Referring expression data

____________

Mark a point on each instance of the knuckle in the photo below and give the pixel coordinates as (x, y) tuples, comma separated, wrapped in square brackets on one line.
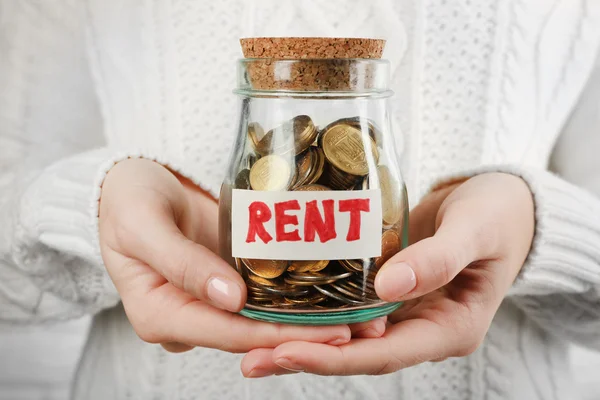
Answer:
[(147, 332), (183, 275), (128, 222), (468, 348), (145, 326)]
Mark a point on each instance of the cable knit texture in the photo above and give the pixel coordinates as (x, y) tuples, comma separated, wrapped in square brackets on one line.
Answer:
[(485, 85)]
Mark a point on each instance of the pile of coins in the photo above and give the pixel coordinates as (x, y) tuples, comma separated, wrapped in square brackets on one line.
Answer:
[(298, 156)]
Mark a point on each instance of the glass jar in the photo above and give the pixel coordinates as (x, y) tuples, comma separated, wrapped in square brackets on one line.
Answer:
[(313, 202)]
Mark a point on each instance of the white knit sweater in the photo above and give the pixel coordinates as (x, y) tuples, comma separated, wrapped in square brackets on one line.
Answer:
[(478, 83)]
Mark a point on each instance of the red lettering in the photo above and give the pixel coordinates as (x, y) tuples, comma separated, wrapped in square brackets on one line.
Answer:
[(354, 207), (282, 219), (259, 213), (313, 223)]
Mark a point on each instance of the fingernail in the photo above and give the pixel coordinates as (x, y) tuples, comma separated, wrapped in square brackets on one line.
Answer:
[(395, 281), (258, 373), (338, 341), (285, 363), (224, 293), (377, 329)]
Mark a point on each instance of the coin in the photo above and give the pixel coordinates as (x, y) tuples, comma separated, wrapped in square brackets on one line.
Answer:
[(255, 134), (270, 173), (305, 301), (344, 149), (307, 266), (304, 168), (312, 188), (318, 276), (390, 246), (239, 266), (337, 295), (305, 132), (353, 285), (352, 265), (242, 181), (287, 290), (350, 292), (359, 123), (262, 281), (339, 180), (296, 282), (391, 196), (268, 269)]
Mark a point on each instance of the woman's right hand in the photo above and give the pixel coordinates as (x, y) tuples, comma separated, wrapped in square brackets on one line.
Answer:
[(158, 237)]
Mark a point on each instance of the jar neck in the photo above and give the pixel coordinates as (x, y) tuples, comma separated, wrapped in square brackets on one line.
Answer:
[(314, 78)]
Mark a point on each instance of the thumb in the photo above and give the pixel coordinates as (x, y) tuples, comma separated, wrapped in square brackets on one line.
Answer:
[(432, 262), (152, 236)]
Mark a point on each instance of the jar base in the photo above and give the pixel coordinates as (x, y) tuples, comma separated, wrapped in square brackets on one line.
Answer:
[(330, 318)]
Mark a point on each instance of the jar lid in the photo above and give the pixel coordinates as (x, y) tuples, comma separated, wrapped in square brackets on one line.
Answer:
[(312, 64), (312, 48)]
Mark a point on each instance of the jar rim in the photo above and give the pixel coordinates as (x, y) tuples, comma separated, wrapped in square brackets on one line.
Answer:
[(351, 76)]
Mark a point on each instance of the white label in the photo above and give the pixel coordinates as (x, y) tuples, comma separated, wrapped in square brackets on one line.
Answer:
[(327, 225)]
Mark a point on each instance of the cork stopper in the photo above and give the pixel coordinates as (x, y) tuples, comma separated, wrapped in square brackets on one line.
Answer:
[(312, 48), (311, 64)]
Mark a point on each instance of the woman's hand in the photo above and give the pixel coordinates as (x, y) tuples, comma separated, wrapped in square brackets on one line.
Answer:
[(158, 236), (470, 241)]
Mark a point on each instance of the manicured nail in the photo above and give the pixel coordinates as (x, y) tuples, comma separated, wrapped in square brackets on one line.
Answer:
[(338, 341), (374, 331), (286, 363), (395, 281), (258, 373), (224, 293)]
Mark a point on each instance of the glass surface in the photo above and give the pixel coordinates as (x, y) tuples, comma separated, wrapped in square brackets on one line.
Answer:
[(322, 140)]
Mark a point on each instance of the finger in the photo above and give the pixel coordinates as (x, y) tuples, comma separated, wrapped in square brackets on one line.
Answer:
[(370, 329), (152, 236), (433, 262), (422, 219), (174, 347), (259, 362), (166, 314), (406, 344), (260, 365)]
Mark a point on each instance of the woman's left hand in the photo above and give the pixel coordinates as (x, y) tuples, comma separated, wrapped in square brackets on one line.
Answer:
[(470, 242)]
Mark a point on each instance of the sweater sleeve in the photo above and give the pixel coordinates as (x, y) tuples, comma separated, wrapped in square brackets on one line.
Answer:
[(49, 175), (559, 284)]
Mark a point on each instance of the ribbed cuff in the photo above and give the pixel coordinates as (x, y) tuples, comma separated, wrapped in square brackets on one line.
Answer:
[(66, 199), (565, 254)]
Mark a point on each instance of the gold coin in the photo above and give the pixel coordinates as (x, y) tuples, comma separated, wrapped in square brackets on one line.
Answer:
[(318, 277), (353, 285), (268, 269), (349, 292), (359, 123), (242, 181), (339, 180), (390, 246), (318, 166), (304, 168), (352, 265), (391, 196), (270, 173), (308, 266), (262, 281), (344, 148), (255, 133), (305, 132), (312, 188), (329, 292), (305, 301)]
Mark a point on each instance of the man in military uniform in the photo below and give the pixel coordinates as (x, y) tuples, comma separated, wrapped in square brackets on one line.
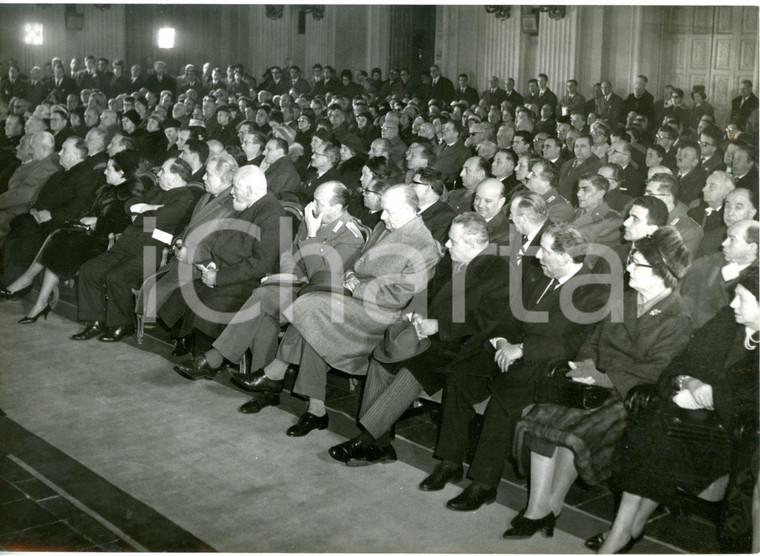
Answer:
[(543, 180), (328, 241)]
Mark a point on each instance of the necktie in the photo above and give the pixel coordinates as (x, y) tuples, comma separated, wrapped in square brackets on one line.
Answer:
[(549, 287)]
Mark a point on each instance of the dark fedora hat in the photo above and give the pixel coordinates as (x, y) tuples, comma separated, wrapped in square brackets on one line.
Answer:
[(325, 281), (400, 343)]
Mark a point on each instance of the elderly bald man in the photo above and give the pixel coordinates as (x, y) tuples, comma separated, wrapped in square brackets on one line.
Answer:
[(243, 249), (340, 327)]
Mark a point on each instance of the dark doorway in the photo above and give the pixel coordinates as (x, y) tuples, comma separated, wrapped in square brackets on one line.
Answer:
[(412, 37)]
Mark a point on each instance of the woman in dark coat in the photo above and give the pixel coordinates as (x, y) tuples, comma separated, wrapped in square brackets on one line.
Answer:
[(719, 372), (567, 442), (71, 246)]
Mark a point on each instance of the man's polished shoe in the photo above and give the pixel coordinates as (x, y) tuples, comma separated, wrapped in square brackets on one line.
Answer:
[(307, 423), (373, 454), (346, 450), (256, 381), (196, 368), (471, 498), (183, 346), (442, 474), (90, 331), (117, 333), (259, 402)]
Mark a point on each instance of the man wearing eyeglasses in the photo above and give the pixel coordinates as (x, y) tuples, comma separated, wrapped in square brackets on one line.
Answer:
[(712, 156), (691, 175), (666, 188)]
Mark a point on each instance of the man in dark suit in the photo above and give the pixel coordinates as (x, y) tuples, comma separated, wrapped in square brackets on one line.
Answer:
[(106, 301), (213, 206), (88, 77), (13, 86), (621, 154), (62, 84), (38, 88), (743, 105), (709, 143), (744, 167), (298, 83), (464, 92), (611, 105), (66, 195), (440, 87), (488, 202), (494, 95), (507, 370), (640, 100), (119, 83), (280, 172), (513, 97), (451, 337), (545, 95), (326, 225), (585, 162), (160, 81), (437, 215), (136, 80), (238, 258), (453, 155), (691, 175)]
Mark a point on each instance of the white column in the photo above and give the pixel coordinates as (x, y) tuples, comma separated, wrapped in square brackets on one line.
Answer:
[(557, 48)]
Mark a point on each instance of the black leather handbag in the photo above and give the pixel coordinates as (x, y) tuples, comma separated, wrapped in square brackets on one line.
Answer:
[(554, 387), (693, 425)]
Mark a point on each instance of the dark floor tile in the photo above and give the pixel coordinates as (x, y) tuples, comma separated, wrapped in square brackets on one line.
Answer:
[(23, 514), (686, 533), (53, 537), (9, 493), (424, 435), (90, 528), (601, 506), (36, 489), (346, 404), (12, 472), (117, 546)]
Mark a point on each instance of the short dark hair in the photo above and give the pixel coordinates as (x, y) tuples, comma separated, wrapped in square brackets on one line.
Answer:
[(430, 177), (657, 211), (198, 147)]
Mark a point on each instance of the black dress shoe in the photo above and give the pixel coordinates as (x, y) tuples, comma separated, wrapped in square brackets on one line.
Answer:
[(90, 331), (471, 498), (373, 454), (596, 542), (524, 528), (256, 382), (197, 368), (442, 474), (7, 294), (307, 423), (347, 450), (259, 402), (117, 333), (183, 346)]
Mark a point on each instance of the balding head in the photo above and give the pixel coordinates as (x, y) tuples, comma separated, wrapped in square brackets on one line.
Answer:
[(489, 198), (248, 186), (399, 204)]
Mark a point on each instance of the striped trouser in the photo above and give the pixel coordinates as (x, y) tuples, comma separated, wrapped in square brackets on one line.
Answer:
[(386, 398)]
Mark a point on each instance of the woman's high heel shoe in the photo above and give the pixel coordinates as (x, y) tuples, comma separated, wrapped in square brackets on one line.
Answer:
[(43, 313), (596, 542), (7, 294), (524, 528)]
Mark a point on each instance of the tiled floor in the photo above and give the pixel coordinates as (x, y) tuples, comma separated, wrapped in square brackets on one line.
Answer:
[(35, 517)]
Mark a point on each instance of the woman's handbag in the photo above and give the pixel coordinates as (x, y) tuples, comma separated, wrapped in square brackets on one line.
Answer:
[(554, 387), (693, 425)]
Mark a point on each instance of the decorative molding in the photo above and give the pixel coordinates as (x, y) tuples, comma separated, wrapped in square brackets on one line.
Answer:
[(501, 12)]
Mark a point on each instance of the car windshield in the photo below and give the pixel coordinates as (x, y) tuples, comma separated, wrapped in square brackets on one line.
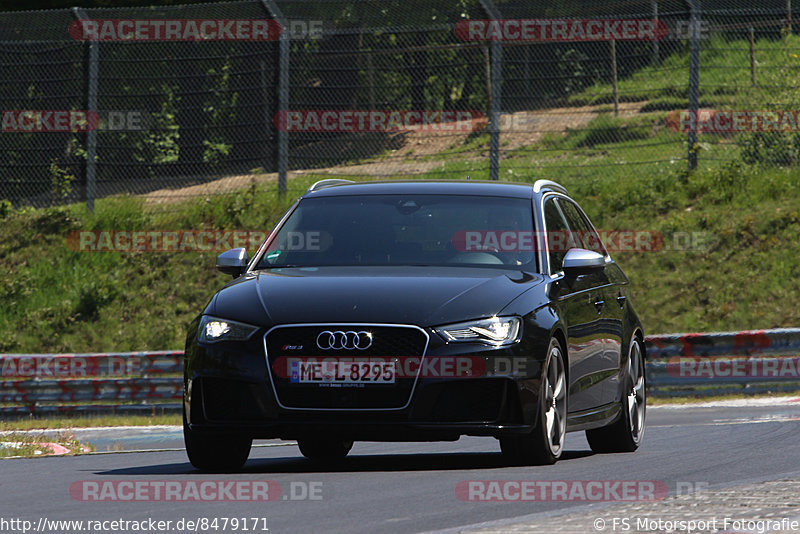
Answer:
[(398, 230)]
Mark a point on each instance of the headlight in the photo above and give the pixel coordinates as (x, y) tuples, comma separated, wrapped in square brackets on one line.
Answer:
[(212, 330), (494, 331)]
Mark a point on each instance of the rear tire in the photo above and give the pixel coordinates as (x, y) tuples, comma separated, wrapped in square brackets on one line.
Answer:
[(325, 450), (545, 444), (626, 433), (215, 453)]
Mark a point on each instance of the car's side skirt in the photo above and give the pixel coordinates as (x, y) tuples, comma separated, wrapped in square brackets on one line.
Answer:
[(593, 418)]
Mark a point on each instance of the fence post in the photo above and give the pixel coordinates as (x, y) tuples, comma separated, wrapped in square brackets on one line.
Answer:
[(495, 107), (283, 92), (614, 83), (371, 80), (91, 108), (656, 44), (752, 35), (694, 78)]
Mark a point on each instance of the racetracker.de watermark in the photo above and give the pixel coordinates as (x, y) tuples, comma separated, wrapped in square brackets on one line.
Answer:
[(563, 240), (378, 121), (562, 30), (561, 490), (29, 120), (194, 30), (169, 240), (194, 491), (723, 367), (732, 122)]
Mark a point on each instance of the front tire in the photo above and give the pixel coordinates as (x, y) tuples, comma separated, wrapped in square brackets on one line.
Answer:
[(626, 433), (545, 444), (215, 453)]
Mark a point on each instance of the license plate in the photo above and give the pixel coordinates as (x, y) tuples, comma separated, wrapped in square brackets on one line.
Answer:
[(333, 372)]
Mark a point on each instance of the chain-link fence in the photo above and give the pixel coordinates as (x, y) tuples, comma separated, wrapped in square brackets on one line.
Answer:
[(200, 99)]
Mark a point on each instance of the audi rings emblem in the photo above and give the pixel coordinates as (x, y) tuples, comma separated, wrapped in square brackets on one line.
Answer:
[(349, 340)]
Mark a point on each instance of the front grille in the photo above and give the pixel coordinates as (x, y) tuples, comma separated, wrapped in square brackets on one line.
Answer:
[(300, 341)]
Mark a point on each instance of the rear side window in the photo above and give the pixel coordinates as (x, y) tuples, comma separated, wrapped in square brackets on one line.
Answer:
[(581, 229), (558, 235)]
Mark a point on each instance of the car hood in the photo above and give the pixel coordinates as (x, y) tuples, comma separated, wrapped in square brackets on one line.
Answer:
[(424, 296)]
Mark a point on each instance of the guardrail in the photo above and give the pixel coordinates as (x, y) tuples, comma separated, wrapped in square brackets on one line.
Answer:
[(758, 361), (131, 382), (151, 382)]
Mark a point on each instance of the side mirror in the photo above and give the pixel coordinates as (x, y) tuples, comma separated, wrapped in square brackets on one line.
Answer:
[(233, 262), (580, 261)]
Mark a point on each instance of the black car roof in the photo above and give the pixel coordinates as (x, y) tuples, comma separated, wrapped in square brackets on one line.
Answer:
[(419, 187)]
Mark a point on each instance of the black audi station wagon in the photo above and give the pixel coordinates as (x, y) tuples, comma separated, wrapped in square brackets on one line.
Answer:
[(418, 311)]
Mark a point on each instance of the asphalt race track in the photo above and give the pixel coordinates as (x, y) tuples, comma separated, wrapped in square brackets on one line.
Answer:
[(396, 487)]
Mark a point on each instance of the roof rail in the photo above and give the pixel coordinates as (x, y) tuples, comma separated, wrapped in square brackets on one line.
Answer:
[(330, 182), (548, 184)]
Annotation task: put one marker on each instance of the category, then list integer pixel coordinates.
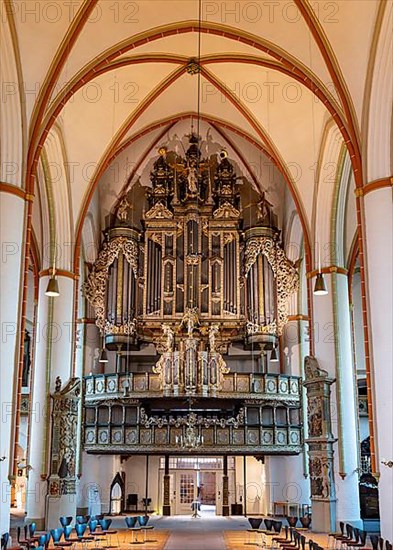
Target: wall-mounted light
(103, 358)
(274, 356)
(23, 466)
(52, 290)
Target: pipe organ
(193, 277)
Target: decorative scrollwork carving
(285, 273)
(94, 289)
(192, 419)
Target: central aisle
(204, 533)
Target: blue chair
(131, 521)
(4, 540)
(67, 532)
(56, 537)
(65, 520)
(80, 529)
(93, 524)
(268, 524)
(105, 524)
(44, 540)
(142, 520)
(82, 519)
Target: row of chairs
(269, 523)
(292, 539)
(353, 537)
(136, 524)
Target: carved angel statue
(192, 178)
(122, 210)
(169, 337)
(213, 331)
(190, 320)
(312, 368)
(264, 207)
(58, 384)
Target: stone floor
(208, 532)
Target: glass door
(186, 492)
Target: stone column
(12, 215)
(378, 216)
(53, 359)
(166, 508)
(225, 487)
(320, 447)
(36, 485)
(333, 350)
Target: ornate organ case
(191, 277)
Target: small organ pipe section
(111, 286)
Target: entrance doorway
(197, 479)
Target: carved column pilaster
(320, 446)
(62, 479)
(225, 488)
(166, 508)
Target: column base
(65, 505)
(323, 516)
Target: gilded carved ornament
(94, 289)
(285, 273)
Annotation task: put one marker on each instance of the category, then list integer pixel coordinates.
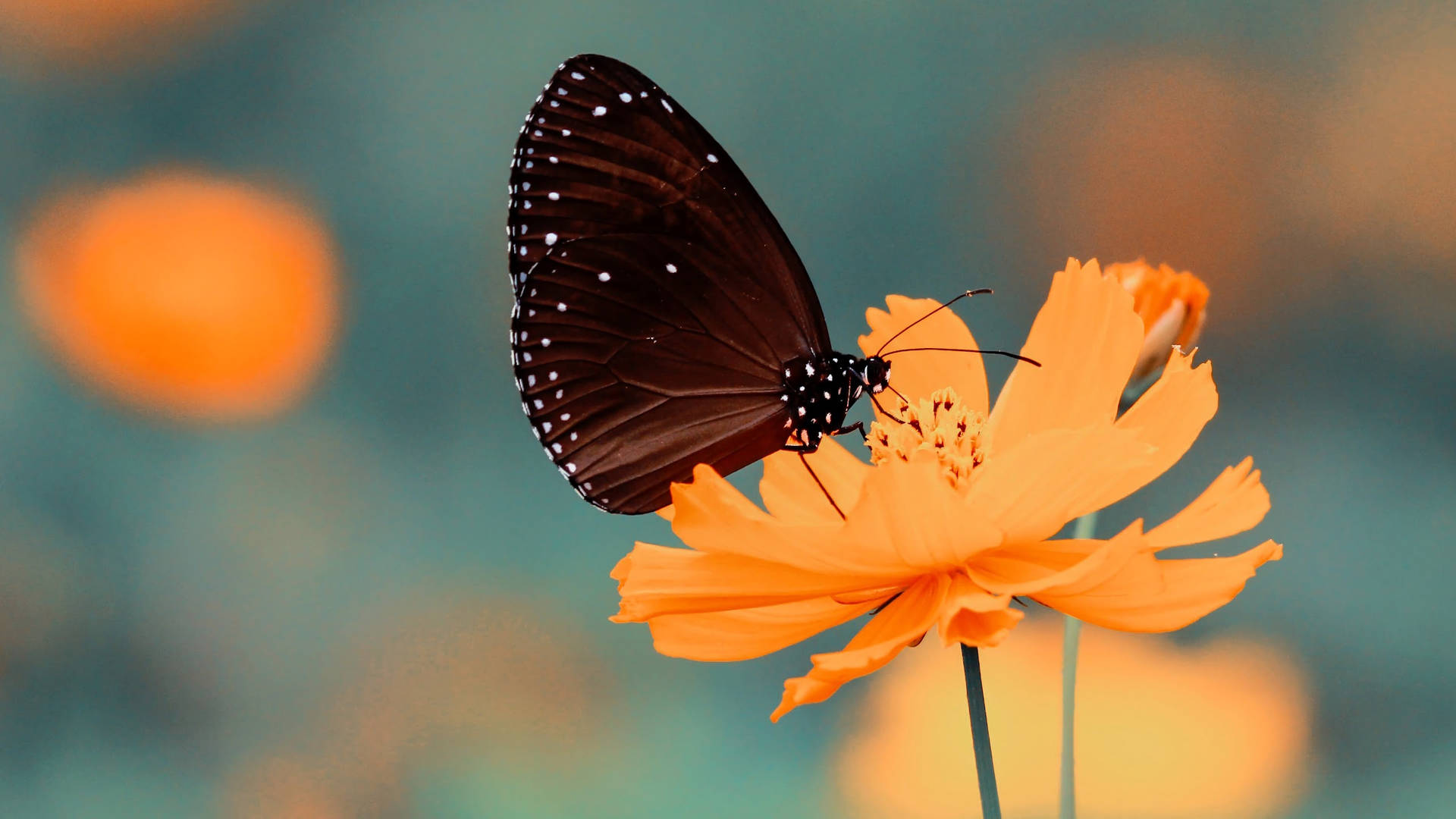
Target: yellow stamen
(943, 425)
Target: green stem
(1071, 642)
(981, 733)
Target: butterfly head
(874, 372)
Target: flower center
(943, 425)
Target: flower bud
(1172, 306)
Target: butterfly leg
(808, 447)
(829, 497)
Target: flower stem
(1071, 642)
(981, 732)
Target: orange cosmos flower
(1164, 732)
(184, 293)
(960, 509)
(1172, 306)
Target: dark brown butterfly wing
(604, 150)
(641, 356)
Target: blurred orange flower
(1168, 153)
(960, 509)
(1172, 306)
(184, 293)
(92, 34)
(1216, 732)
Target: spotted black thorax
(821, 390)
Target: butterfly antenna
(981, 292)
(875, 401)
(1033, 362)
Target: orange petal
(1235, 502)
(913, 522)
(899, 624)
(1087, 338)
(1188, 589)
(921, 373)
(974, 617)
(712, 516)
(791, 494)
(1168, 417)
(750, 632)
(658, 580)
(1031, 490)
(1028, 569)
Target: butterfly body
(820, 392)
(661, 316)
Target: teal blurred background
(383, 602)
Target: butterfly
(661, 316)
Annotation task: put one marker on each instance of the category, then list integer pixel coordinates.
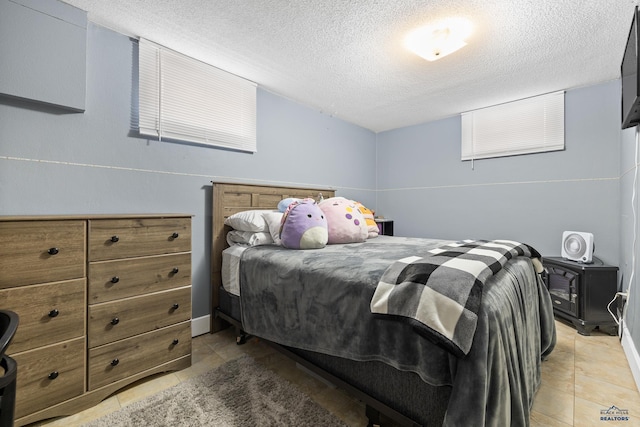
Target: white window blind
(184, 99)
(530, 125)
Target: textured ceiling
(346, 58)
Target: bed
(396, 371)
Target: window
(185, 99)
(530, 125)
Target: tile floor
(583, 376)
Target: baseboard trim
(632, 355)
(200, 325)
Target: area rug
(239, 393)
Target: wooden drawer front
(110, 280)
(38, 385)
(41, 251)
(112, 321)
(124, 238)
(49, 313)
(121, 359)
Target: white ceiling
(346, 58)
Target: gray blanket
(440, 294)
(318, 300)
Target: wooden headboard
(230, 198)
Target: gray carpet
(239, 393)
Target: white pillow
(274, 221)
(248, 221)
(236, 237)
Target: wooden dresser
(103, 301)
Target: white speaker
(577, 246)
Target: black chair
(8, 326)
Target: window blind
(184, 99)
(530, 125)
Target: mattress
(231, 268)
(286, 294)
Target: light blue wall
(629, 227)
(428, 191)
(52, 162)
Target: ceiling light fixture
(435, 41)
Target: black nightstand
(385, 226)
(581, 292)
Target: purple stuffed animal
(304, 226)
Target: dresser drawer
(49, 375)
(41, 251)
(121, 359)
(110, 280)
(112, 321)
(48, 313)
(124, 238)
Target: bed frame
(229, 198)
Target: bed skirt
(402, 391)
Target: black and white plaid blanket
(440, 294)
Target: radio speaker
(577, 246)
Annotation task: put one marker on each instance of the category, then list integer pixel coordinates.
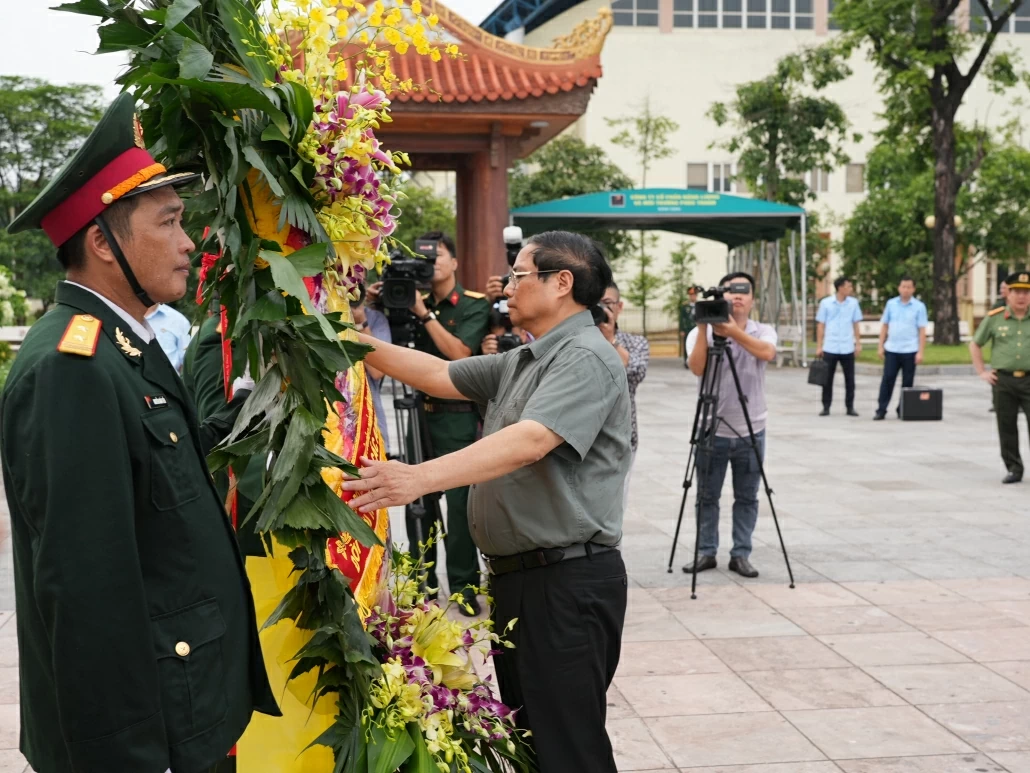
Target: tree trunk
(946, 318)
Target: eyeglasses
(516, 276)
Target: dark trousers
(567, 640)
(892, 364)
(848, 366)
(1010, 394)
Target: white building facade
(685, 55)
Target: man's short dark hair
(441, 238)
(739, 275)
(563, 250)
(118, 216)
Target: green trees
(41, 125)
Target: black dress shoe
(704, 564)
(470, 603)
(743, 567)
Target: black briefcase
(819, 372)
(922, 404)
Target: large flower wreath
(299, 207)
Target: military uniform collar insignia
(125, 344)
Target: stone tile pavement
(903, 648)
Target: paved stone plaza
(905, 646)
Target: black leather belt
(449, 407)
(543, 557)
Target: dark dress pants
(848, 366)
(892, 364)
(567, 640)
(1010, 394)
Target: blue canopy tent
(736, 222)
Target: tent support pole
(804, 292)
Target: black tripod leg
(761, 464)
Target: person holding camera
(452, 324)
(546, 505)
(752, 345)
(634, 351)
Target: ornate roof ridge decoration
(583, 46)
(587, 38)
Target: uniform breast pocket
(173, 479)
(187, 645)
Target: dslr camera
(716, 310)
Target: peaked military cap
(112, 164)
(1019, 280)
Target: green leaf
(261, 400)
(285, 276)
(270, 307)
(420, 761)
(310, 260)
(251, 155)
(343, 518)
(385, 753)
(195, 61)
(178, 10)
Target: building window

____________

EXERCISE DESCRIPTION:
Each line in the records above that contains the word "side" must be copied.

WRITTEN ANSWER:
Mark a point on each instance of the car's side skirt in the photo above and give the pixel coordinates as (x, y) tuples, comma separated, wrapped in square brackets on one line.
Mark a point on each instance of the rear side window in the photo above and give the pixel coordinates as (x, y) tuples, comma separated, wrapped in square brackets on one line.
Mark a point on each instance of the side mirror in the photo above and give the pixel coordinates as (x, y) tuples, comma separated, wrapped in square brackets on one line.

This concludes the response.